_Texto fornecido_:
Key-words: brain death, transplants, intensive care units.

 

Resumen

Percepción del enfermero intensivista ante la muerte encefálica y donación de órganos

La muerte encefálica representa la ausencia de funcionamiento cerebral, en el cual hay inexistencia de actividad eléctrica en la región del encéfalo y el paciente sólo logra sobrevivir debido a medios artificiales, permaneciendo con la función cardiorrespiratoria intacta temporalmente. El enfermero tiene un importante papel en la identificación, notificación y captación de órganos de pacientes con este diagnóstico, actuando en la comunicación con la familia para que ellos puedan decidir sobre aceptar o rechazar la donación de órganos. Objetivo: Verificar la percepción de los enfermeros intensivistas ante la muerte encefálica y la donación de órganos. Métodos: Investigación cualitativa convergente asistencial, realizada en un hospital público en el interior del Estado de São Paulo. Se seleccionaron enfermeros intensivos que actúan en este sector de Unidad de Terapia Intensiva adulto. Para la investigación, se realizó una entrevista con cuestiones orientadoras discursivas, en la que posteriormente se utilizó el análisis de contenido de Bardin. En esta propuesta, la categorización se utilizó, y se empleó la representatividad. Resultados: Del análisis de las transcripciones de las entrevistas obtenidas surgieron tres categorías temáticas: percepción de los enfermeros para lidiar con la muerte; preparación del enfermero intensivo sobre la muerte y sus criterios de definición; y proceso de trabajo del enfermero en la efectividad del proceso de donación de órganos para trasplante. Conclusión: El presente estudio proporcionó la percepción del enfermero intensivo ante la muerte encefálica y la donación de órganos. El proceso de trabajo de este profesional consta, entre diversas actividades, realizar una asistencia de calidad al individuo en ME, reconocer los signos y síntomas de la ME, realizar los cuidados al cuerpo y, por fin abordar a los familiares de forma empática y humana, así como orientarlos, sobre la donación de órganos. Ante esta última acción, el éxito de un futuro trasplante puede ser posible.

Palabras-clave: muerte encefálica, trasplantes, unidades de terapia intensiva.

 

Introdução

 

A morte é compreendida pela maioria das pessoas como a inexistência de movimentos respiratórios e de batimentos cardíacos, no entanto a morte encefálica consiste na ausência de funcionamento do cérebro e tronco cerebral e o paciente consegue manter por pouco tempo e por intermédio da tecnologia a função cardiorrespiratória [1].

_O que fazer_:
- a) Segundo o texto sobre morte encefálica, em que local foi feita a pesquisa?
- b) Transcreva as categorias temáticas que surgiram da análise das entrevistas, de acordo com o texto sobre morte encefálica.
- c) Diga se cada afirmação está de acordo com o texto sobre morte encefálica e cite as palavras do texto que decidem a resposta: (i) o estudo usou a análise de conteúdo de Bardin; (ii) a pesquisa foi quantitativa; (iii) os enfermeiros selecionados atuavam em UTI pediátrica.
O material a seguir não tem relação com o texto sobre morte encefálica.

_Trechos do material_:
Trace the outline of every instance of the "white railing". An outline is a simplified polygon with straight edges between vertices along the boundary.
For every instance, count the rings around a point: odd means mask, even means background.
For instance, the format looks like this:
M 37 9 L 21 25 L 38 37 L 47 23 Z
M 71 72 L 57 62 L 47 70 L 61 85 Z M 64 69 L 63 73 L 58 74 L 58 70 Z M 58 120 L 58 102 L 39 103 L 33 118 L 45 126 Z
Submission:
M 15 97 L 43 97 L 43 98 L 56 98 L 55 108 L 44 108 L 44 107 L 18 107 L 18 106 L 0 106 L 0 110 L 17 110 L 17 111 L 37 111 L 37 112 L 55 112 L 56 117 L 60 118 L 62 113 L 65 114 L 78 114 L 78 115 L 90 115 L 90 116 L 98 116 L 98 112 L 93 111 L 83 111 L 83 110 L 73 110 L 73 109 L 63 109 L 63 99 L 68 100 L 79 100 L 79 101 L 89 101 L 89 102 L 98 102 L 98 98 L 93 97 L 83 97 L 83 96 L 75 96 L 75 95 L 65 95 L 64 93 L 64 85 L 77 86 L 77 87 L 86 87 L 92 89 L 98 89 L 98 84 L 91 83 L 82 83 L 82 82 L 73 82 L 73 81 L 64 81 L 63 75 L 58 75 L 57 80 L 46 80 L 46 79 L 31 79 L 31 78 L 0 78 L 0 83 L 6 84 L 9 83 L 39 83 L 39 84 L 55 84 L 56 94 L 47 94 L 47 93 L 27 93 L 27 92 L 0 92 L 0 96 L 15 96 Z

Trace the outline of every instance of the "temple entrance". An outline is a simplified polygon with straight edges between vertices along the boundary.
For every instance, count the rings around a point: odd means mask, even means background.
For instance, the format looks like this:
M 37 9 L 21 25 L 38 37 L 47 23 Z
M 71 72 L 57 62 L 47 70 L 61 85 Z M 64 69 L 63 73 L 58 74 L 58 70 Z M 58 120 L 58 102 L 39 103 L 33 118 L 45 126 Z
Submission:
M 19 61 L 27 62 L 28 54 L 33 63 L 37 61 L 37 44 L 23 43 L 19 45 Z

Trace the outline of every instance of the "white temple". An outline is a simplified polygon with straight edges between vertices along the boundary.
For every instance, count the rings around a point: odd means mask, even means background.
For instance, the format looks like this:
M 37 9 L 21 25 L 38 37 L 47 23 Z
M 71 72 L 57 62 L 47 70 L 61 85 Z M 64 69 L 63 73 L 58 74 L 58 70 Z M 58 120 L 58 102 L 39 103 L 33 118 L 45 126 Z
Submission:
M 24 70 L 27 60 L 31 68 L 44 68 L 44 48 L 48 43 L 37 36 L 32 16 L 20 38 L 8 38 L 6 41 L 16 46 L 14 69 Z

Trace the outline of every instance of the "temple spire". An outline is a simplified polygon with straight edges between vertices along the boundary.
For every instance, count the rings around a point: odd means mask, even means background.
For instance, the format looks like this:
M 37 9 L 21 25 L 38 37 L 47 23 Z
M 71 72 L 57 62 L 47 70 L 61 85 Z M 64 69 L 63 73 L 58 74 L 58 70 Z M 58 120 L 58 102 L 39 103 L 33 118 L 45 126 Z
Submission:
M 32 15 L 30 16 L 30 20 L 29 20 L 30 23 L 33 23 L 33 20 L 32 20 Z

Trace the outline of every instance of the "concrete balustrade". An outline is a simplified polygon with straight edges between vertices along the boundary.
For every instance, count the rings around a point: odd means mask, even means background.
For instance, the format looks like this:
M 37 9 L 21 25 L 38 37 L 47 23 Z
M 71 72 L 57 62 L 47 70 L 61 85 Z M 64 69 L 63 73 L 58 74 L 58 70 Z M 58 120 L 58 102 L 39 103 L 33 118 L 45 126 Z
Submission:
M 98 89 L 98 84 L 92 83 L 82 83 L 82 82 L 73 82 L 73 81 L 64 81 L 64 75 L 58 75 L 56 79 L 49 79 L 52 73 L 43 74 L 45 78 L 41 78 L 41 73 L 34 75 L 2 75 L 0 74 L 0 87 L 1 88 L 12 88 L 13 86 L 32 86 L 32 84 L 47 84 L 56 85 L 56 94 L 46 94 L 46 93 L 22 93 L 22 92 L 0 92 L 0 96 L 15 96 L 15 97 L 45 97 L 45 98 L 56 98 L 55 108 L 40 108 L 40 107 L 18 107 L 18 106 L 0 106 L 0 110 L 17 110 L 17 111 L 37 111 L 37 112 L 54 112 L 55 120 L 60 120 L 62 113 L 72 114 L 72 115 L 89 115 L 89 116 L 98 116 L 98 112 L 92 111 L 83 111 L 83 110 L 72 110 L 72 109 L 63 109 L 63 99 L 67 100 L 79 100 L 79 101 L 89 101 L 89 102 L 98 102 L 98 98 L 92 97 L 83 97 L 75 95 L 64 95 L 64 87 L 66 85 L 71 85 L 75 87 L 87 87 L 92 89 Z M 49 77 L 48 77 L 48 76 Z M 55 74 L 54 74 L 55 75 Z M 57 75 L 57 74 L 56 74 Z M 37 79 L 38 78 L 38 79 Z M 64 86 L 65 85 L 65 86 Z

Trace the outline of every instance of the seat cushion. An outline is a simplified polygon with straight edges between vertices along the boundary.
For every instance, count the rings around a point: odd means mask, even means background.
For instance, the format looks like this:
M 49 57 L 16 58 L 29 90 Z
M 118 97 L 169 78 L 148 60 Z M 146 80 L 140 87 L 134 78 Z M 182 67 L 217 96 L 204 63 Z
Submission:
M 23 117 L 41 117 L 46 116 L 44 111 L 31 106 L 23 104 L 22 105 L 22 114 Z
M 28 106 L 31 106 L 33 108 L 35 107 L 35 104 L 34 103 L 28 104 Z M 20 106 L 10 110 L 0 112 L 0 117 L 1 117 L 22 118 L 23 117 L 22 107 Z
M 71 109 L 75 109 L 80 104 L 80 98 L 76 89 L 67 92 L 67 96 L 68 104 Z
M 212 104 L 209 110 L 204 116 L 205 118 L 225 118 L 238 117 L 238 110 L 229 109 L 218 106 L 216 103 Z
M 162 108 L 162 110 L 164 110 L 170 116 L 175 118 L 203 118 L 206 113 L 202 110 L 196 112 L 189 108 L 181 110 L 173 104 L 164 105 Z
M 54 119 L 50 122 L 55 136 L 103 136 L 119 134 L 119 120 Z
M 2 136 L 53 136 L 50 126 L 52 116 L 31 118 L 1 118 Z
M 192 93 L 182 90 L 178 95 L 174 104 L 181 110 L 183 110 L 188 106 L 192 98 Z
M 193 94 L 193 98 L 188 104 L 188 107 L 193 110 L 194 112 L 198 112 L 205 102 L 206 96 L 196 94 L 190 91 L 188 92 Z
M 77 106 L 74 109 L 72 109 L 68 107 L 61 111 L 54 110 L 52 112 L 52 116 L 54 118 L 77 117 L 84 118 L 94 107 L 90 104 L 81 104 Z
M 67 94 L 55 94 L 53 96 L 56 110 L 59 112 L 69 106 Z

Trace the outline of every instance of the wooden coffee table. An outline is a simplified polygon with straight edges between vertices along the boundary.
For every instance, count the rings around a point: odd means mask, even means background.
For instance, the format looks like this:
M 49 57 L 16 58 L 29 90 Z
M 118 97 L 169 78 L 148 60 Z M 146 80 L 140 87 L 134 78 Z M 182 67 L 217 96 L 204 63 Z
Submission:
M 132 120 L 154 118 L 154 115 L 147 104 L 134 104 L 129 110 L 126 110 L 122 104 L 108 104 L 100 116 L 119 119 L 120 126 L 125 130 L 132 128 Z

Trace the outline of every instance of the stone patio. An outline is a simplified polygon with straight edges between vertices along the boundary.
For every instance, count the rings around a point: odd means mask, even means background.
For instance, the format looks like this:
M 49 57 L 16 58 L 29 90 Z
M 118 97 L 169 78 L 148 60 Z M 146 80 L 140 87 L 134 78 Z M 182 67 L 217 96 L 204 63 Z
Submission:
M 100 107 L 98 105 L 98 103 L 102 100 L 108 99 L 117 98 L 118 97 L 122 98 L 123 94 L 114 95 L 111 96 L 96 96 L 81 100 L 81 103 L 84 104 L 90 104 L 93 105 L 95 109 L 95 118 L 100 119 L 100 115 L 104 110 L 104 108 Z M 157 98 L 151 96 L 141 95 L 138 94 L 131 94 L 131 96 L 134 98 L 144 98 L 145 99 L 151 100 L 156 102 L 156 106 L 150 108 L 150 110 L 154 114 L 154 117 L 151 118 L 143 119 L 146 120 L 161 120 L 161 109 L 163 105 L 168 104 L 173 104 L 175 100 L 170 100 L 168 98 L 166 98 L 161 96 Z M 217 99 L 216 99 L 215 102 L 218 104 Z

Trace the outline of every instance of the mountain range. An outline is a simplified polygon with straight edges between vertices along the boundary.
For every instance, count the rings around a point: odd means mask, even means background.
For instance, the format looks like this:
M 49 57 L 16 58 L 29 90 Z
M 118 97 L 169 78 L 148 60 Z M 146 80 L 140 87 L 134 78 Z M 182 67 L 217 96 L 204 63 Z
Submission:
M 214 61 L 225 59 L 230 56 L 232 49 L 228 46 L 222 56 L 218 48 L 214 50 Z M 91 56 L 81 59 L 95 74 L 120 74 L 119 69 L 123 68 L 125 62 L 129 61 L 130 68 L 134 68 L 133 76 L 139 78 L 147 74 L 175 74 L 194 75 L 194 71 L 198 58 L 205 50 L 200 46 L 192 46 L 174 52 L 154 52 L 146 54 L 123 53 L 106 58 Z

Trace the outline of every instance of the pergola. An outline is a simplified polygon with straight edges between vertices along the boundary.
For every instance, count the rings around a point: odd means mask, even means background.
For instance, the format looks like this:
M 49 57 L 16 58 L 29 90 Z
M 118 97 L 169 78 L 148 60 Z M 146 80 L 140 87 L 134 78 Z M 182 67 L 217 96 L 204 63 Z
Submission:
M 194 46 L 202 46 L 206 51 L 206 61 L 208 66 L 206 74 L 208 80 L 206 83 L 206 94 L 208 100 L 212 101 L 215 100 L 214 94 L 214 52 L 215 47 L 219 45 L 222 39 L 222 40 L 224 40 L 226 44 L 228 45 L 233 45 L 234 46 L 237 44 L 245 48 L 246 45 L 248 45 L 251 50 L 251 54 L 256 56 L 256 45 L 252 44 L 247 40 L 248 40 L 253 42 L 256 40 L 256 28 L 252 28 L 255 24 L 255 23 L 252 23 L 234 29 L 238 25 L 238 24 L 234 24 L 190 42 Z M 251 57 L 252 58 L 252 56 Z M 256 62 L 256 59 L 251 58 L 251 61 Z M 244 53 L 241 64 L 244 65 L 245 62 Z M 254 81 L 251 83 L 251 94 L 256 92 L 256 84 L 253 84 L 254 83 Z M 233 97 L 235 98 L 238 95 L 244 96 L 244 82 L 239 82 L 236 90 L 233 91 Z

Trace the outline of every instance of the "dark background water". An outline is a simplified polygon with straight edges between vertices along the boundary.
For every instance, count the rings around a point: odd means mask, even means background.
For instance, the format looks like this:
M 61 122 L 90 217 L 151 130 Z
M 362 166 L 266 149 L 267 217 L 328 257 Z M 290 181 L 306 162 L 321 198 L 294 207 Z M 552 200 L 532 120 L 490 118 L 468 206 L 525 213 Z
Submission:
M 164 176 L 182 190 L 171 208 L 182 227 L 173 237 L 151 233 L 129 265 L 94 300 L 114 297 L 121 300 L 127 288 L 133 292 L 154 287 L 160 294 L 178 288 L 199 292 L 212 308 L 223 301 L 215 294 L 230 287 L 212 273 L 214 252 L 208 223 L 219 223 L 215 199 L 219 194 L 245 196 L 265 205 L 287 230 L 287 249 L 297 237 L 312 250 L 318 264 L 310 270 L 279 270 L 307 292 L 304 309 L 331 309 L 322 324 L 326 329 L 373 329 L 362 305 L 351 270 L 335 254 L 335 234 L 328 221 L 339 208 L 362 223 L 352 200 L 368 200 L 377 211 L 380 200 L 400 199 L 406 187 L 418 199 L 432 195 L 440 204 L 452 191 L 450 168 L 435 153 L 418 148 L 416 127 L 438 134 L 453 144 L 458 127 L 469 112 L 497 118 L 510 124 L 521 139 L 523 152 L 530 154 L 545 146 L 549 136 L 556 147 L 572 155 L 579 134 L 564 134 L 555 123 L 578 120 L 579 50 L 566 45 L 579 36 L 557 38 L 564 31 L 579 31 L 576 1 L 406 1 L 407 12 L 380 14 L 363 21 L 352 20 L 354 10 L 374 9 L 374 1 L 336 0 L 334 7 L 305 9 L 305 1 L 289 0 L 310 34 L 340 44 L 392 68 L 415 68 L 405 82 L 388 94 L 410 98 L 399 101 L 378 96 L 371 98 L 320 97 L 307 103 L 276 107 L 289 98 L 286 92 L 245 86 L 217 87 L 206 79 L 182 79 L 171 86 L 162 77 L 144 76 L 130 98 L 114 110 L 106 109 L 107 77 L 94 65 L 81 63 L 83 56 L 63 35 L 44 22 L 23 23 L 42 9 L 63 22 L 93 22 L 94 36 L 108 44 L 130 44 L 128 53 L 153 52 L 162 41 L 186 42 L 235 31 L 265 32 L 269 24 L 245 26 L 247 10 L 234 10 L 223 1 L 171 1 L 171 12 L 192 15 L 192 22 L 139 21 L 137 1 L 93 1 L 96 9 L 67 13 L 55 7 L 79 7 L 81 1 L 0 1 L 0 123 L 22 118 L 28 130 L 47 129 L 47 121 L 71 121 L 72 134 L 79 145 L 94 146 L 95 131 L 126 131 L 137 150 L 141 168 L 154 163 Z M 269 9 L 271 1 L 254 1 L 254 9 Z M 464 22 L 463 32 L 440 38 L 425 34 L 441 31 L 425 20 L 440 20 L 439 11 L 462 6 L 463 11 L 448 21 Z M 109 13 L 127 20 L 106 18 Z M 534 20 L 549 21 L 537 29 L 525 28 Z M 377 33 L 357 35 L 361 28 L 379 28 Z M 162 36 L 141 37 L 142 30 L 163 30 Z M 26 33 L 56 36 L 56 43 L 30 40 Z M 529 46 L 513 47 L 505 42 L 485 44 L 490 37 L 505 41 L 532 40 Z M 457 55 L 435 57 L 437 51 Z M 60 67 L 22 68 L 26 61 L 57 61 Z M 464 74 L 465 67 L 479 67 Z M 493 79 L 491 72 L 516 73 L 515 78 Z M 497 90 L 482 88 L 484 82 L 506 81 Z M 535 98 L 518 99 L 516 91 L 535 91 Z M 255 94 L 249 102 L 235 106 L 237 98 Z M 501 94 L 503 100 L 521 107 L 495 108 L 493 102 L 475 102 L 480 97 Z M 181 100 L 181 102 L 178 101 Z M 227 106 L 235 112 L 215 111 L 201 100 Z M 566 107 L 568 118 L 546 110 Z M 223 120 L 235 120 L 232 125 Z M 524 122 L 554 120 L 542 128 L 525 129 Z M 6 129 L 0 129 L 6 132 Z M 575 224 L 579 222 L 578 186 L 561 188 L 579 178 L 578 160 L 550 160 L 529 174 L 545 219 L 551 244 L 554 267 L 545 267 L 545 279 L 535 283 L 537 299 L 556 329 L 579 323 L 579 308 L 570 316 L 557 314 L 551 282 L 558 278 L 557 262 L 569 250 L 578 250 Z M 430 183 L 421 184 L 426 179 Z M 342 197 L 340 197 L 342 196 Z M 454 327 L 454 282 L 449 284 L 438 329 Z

_Respostas_:
- a) Em um hospital público no interior do Estado de São Paulo.

- b)
- percepción de los enfermeros para lidiar con la muerte
- preparación del enfermero intensivo sobre la muerte y sus criterios de definición
- proceso de trabajo del enfermero en la efectividad del proceso de donación de órganos para trasplante

- c)
(i) Sim: "se utilizó el análisis de contenido de Bardin".
(ii) Não: "Investigación cualitativa convergente asistencial".
(iii) Não: "Unidad de Terapia Intensiva adulto".